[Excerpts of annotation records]

§

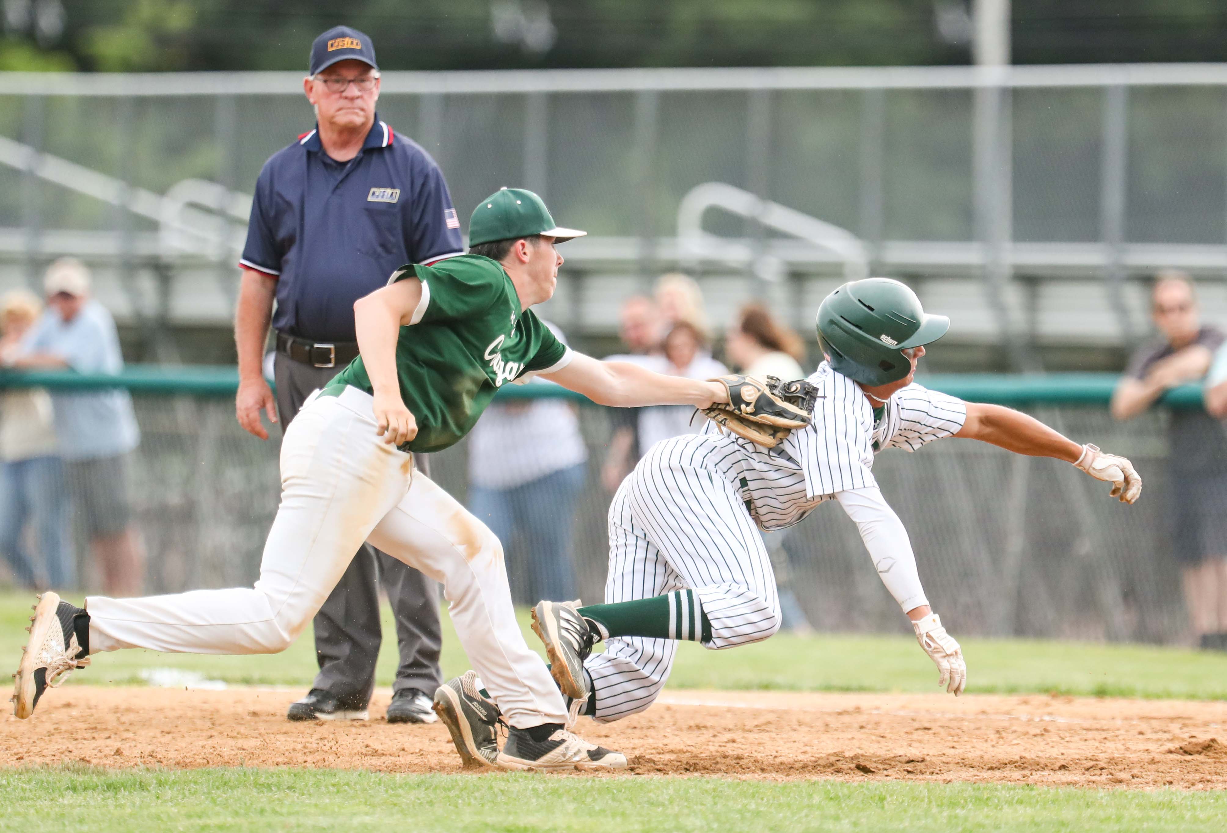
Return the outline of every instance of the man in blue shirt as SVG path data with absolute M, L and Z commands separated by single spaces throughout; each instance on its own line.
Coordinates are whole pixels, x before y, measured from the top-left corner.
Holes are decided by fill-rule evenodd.
M 72 258 L 53 263 L 43 280 L 47 312 L 11 366 L 117 374 L 124 369 L 115 319 L 90 297 L 90 270 Z M 52 394 L 55 439 L 65 463 L 72 512 L 82 523 L 108 593 L 135 596 L 145 552 L 131 523 L 128 465 L 140 429 L 126 390 Z
M 303 91 L 315 128 L 264 164 L 239 261 L 236 411 L 239 424 L 261 439 L 261 411 L 285 428 L 307 396 L 358 355 L 355 301 L 402 264 L 464 253 L 443 173 L 375 113 L 379 69 L 371 38 L 345 26 L 315 38 Z M 261 373 L 270 324 L 277 332 L 276 400 Z M 367 547 L 315 616 L 320 671 L 307 697 L 290 707 L 291 720 L 367 718 L 380 643 L 378 580 L 400 644 L 388 719 L 434 720 L 426 692 L 442 682 L 438 590 L 416 569 Z

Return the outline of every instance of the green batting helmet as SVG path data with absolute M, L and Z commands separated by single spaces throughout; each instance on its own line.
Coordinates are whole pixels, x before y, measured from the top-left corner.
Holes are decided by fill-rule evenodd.
M 863 385 L 898 382 L 912 369 L 903 355 L 946 335 L 950 319 L 926 315 L 917 293 L 888 277 L 852 281 L 818 307 L 818 346 L 831 367 Z

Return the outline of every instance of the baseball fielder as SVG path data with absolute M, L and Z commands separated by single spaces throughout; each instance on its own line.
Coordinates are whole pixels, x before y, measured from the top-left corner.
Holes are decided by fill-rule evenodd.
M 28 718 L 49 685 L 90 654 L 120 648 L 198 654 L 285 650 L 310 622 L 363 541 L 442 582 L 474 667 L 510 725 L 502 750 L 469 764 L 618 769 L 626 758 L 567 731 L 567 709 L 515 622 L 498 539 L 413 471 L 413 454 L 464 437 L 498 388 L 541 374 L 607 405 L 723 401 L 725 390 L 598 362 L 564 347 L 531 309 L 553 294 L 555 225 L 531 191 L 503 189 L 474 211 L 472 250 L 404 266 L 355 304 L 361 356 L 308 399 L 281 445 L 282 496 L 254 588 L 145 599 L 91 596 L 85 608 L 43 594 L 15 676 Z M 491 255 L 491 256 L 485 256 Z M 437 702 L 453 737 L 463 716 Z
M 1141 478 L 1129 460 L 1079 445 L 1025 413 L 913 383 L 924 345 L 948 326 L 945 317 L 926 315 L 903 283 L 845 283 L 818 309 L 827 361 L 809 378 L 812 390 L 800 391 L 812 397 L 811 424 L 780 438 L 746 424 L 737 410 L 713 407 L 706 433 L 648 451 L 610 507 L 605 604 L 542 601 L 533 611 L 574 712 L 610 721 L 648 708 L 680 639 L 719 649 L 775 633 L 775 582 L 756 528 L 791 526 L 828 501 L 859 528 L 882 583 L 936 664 L 939 685 L 962 693 L 962 650 L 929 606 L 907 530 L 874 480 L 874 455 L 962 437 L 1071 463 L 1110 481 L 1112 494 L 1126 503 L 1137 499 Z M 744 377 L 729 382 L 731 401 L 753 395 Z M 606 650 L 590 656 L 595 640 L 606 640 Z

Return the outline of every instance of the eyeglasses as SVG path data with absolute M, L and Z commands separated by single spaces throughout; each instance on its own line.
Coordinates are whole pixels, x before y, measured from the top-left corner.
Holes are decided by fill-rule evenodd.
M 375 81 L 379 80 L 379 76 L 363 75 L 358 79 L 342 79 L 340 75 L 317 75 L 315 80 L 323 83 L 325 90 L 335 94 L 348 90 L 351 83 L 357 87 L 358 92 L 371 92 L 375 88 Z
M 1177 313 L 1187 313 L 1190 309 L 1193 309 L 1193 304 L 1188 302 L 1183 304 L 1173 304 L 1171 307 L 1162 307 L 1160 304 L 1155 304 L 1156 315 L 1175 315 Z

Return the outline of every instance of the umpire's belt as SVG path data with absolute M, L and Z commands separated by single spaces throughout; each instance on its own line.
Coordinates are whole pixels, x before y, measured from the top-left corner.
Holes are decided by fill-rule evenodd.
M 358 357 L 358 342 L 310 341 L 279 332 L 277 352 L 312 367 L 345 367 Z

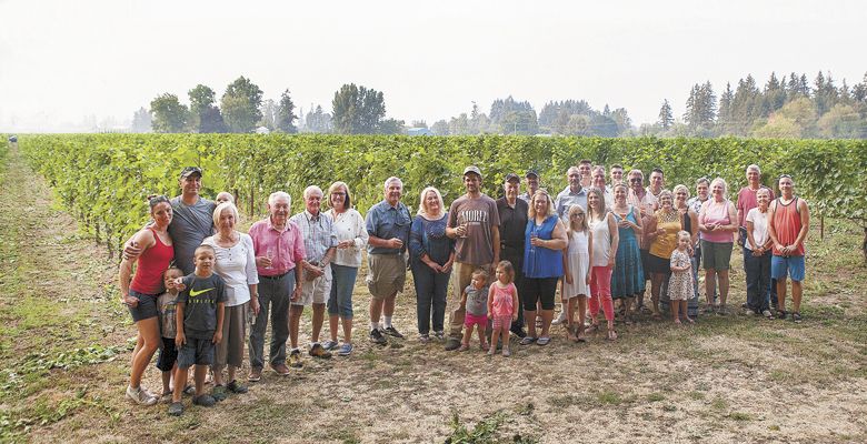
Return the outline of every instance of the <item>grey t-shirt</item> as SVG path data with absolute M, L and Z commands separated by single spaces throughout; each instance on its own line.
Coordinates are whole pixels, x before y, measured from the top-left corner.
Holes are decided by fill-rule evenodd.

§

* WHAT THIS TASK INVOLVES: Quote all of the material above word for word, leaving out the pictures.

* OUTPUT BELOW:
Return the outline of every instance of the man in blue shirt as SVG path data with absolute M, L and Z commands separated by single spaces throughout; each instance on its own line.
Coordinates are whole pixels, x before y, measured from the top-left corner.
Holes are decided by fill-rule evenodd.
M 72 258 L 53 263 L 43 280 L 47 312 L 11 366 L 117 374 L 124 369 L 115 319 L 90 297 L 90 270 Z M 52 394 L 55 439 L 65 463 L 72 512 L 82 523 L 108 593 L 135 596 L 145 552 L 131 523 L 128 465 L 140 429 L 126 390 Z
M 303 91 L 315 128 L 264 164 L 239 261 L 236 411 L 239 424 L 261 439 L 261 411 L 285 428 L 307 396 L 358 355 L 355 301 L 402 264 L 464 253 L 443 173 L 375 113 L 379 69 L 371 38 L 345 26 L 315 38 Z M 261 373 L 270 324 L 277 332 L 276 400 Z M 367 547 L 315 616 L 320 671 L 307 697 L 290 707 L 291 720 L 367 718 L 380 643 L 378 580 L 400 644 L 388 719 L 434 720 L 426 692 L 442 682 L 438 590 L 416 569 Z

Return the outline of every instance of the green batting helmet as SVG path data with absolute M, L and Z commands separated by single spaces throughout; each instance on its own line.
Coordinates are whole pixels, x before y, measured from the top-left corner.
Holes are decided by fill-rule evenodd.
M 863 385 L 898 382 L 912 369 L 903 355 L 946 335 L 950 319 L 926 315 L 917 293 L 888 277 L 852 281 L 818 307 L 818 346 L 831 367 Z

Return the outline of every instance of the baseball fielder as SVG path data with absolute M, L and Z commands separated by single spaces throughout; each instance on its own line.
Coordinates are whole pixels, x before y, measured from the top-left corner.
Holes are decided by fill-rule evenodd.
M 28 718 L 49 685 L 90 654 L 120 648 L 198 654 L 285 650 L 310 622 L 363 541 L 442 582 L 474 667 L 510 725 L 502 750 L 469 764 L 618 769 L 626 758 L 567 731 L 567 709 L 515 622 L 498 539 L 413 471 L 413 454 L 464 437 L 498 388 L 541 374 L 607 405 L 723 401 L 725 390 L 598 362 L 564 347 L 531 309 L 553 294 L 555 225 L 531 191 L 503 189 L 474 211 L 472 250 L 404 266 L 355 304 L 361 356 L 308 399 L 281 445 L 282 496 L 254 588 L 145 599 L 91 596 L 85 608 L 43 594 L 15 676 Z M 491 255 L 491 256 L 485 256 Z M 437 702 L 453 737 L 463 716 Z
M 1141 478 L 1129 460 L 1079 445 L 1025 413 L 913 383 L 924 345 L 948 326 L 945 317 L 926 315 L 903 283 L 845 283 L 818 309 L 827 361 L 809 378 L 812 390 L 800 391 L 812 397 L 811 424 L 780 438 L 746 424 L 737 410 L 713 407 L 706 433 L 648 451 L 610 507 L 605 604 L 542 601 L 533 611 L 574 712 L 610 721 L 648 708 L 680 639 L 719 649 L 775 633 L 775 582 L 756 528 L 791 526 L 828 501 L 859 528 L 882 583 L 936 664 L 939 685 L 962 693 L 962 650 L 929 606 L 907 530 L 874 480 L 874 455 L 962 437 L 1071 463 L 1110 481 L 1112 494 L 1126 503 L 1137 499 Z M 744 377 L 729 382 L 731 401 L 753 395 Z M 606 650 L 590 656 L 595 640 L 606 640 Z

Return the outline of every instance of the eyeglasses as SVG path data with absolute M, L and Z commands separated by single spaces throughout; each instance on its own line.
Coordinates are whole pixels, x before y, measured from the top-left corner.
Holes are decided by fill-rule evenodd.
M 375 81 L 379 80 L 379 76 L 363 75 L 358 79 L 342 79 L 340 75 L 317 75 L 315 80 L 323 83 L 325 90 L 335 94 L 348 90 L 351 83 L 357 87 L 358 92 L 371 92 L 375 88 Z
M 1177 313 L 1187 313 L 1190 309 L 1193 309 L 1193 304 L 1188 302 L 1183 304 L 1173 304 L 1171 307 L 1162 307 L 1160 304 L 1155 304 L 1156 315 L 1175 315 Z

Return the outline of every instance of the umpire's belt as SVG path data with absolute M, L and Z commands separated by single spaces throughout; each instance on its own line.
Coordinates are whole pixels, x before y, measured from the top-left corner.
Holes are decided by fill-rule evenodd.
M 358 357 L 358 342 L 310 341 L 279 332 L 277 352 L 312 367 L 345 367 Z

Return the outline of every instance of the <item>grey t-shirt</item> as SVG path data with absolute M, L and Z commands separated by single spaces throughout; each instance on its own line.
Coordinates are whole pixels, x before y, measured from the top-left corner.
Holes are decided by fill-rule evenodd.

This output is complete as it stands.